> Exercise goal: Whenever a line below includes the string "player", show it.

> Stored items from a collection:

Segment Open

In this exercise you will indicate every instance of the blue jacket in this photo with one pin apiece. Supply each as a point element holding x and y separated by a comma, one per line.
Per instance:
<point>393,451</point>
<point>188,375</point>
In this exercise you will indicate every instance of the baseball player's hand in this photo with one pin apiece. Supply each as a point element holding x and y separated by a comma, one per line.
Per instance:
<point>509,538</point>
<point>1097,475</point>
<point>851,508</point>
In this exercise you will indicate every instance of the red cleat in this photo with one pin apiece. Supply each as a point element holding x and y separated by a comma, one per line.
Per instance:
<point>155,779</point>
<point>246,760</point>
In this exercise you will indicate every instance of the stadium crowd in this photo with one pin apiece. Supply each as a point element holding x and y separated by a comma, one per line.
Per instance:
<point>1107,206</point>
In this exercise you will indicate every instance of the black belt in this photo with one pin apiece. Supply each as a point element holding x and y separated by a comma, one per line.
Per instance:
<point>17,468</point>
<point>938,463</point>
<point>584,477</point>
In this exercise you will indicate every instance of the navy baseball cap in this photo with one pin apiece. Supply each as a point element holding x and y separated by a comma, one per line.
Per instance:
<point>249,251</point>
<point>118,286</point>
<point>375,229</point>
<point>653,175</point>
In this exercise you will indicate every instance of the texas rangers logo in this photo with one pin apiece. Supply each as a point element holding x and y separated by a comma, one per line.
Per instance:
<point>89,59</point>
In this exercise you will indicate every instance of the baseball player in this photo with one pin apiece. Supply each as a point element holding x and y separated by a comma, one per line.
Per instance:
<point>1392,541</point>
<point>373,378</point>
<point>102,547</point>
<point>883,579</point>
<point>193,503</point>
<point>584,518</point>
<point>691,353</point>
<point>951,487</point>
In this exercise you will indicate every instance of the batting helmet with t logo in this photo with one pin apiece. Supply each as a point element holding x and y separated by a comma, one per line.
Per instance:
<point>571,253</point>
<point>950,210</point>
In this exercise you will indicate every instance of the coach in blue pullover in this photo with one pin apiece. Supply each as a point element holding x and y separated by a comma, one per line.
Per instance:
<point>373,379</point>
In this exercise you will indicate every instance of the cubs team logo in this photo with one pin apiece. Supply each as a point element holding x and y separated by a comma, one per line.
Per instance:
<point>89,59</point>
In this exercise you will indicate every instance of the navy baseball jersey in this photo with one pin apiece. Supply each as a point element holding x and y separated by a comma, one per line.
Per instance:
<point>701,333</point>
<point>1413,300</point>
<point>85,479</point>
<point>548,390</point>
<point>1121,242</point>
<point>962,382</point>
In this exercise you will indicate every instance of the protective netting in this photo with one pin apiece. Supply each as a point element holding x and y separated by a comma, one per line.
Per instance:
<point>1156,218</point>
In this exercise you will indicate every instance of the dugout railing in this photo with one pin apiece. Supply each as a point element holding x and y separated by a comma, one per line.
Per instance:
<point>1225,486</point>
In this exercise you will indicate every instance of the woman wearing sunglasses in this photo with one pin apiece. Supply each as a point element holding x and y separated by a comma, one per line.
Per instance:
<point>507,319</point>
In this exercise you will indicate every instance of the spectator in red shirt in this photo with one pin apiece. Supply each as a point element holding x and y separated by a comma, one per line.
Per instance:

Segment Closed

> Output for this exercise:
In this exercise you will indicate every instance of the baseball player's hand in this photo with one pin apiece. Supply each as a point element holding x and y separated by a comma, one per line.
In this exercise you will indicate every instance of the baseball player in this photo with one pin apiece. Supply each as a point element holding x and y separated by a comma, one per line.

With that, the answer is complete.